Page extract:
Chicago: R&B superstar R. Kelly posted bail Monday and was set for imminent release from jail after pleading not guilty to 10 counts of aggravated criminal sex abuse against four victims, three of them minors.
The 52-year-old was to be released from custody after spending three nights in jail, during which time his associates and family members gathered the $100,000 necessary to bail him out.
“He’ll be out within an hour,” Cook County Sheriff’s spokeswoman Sophia Ansari told AFP.
Hours earlier, Kelly stood in a Chicago courtroom wearing an orange jumpsuit as his lawyer entered a non-guilty plea, three days after the musician turned himself in.
The star’s bail had been set at $1 million, of which he was required to pay 10 per cent.
His lawyer Steve Greenberg called his client’s finances “a mess” — while maintaining the chart-topper’s innocence.
“Mr Kelly’s done absolutely nothing wrong,” he told journalists.
Michael Avenatti — the high-profile lawyer representing at least two of the alleged victims — said his team had turned over a second, 55-minute-long tape to prosecutors that depicts the artist “engaged in illegal sexual assault of a 14-year-old girl.”
“The conduct in the tape can be described as nothing short of outrageous and illegal,” the lawyer told reporters.
Avenatti earlier this month gave Chicago prosecutors approximately 40 minutes of previously unreleased footage of Kelly allegedly having sex with a young teenager.

Stored data:
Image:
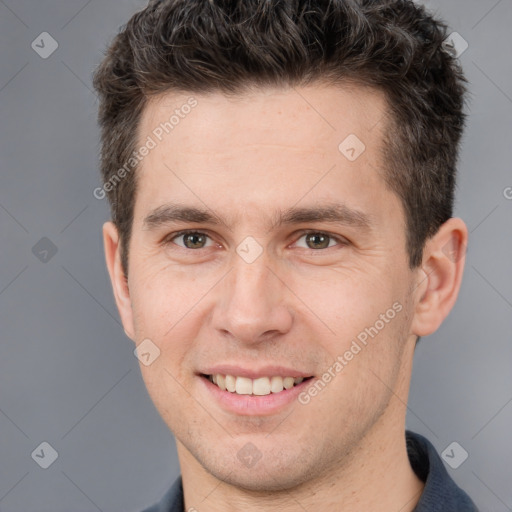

Activity: Write out the passage of the R. Kelly bail report above between "The 52-year-old was" and "10 per cent.", inclusive, copying it word for word.

Exercise solution:
The 52-year-old was to be released from custody after spending three nights in jail, during which time his associates and family members gathered the $100,000 necessary to bail him out.
“He’ll be out within an hour,” Cook County Sheriff’s spokeswoman Sophia Ansari told AFP.
Hours earlier, Kelly stood in a Chicago courtroom wearing an orange jumpsuit as his lawyer entered a non-guilty plea, three days after the musician turned himself in.
The star’s bail had been set at $1 million, of which he was required to pay 10 per cent.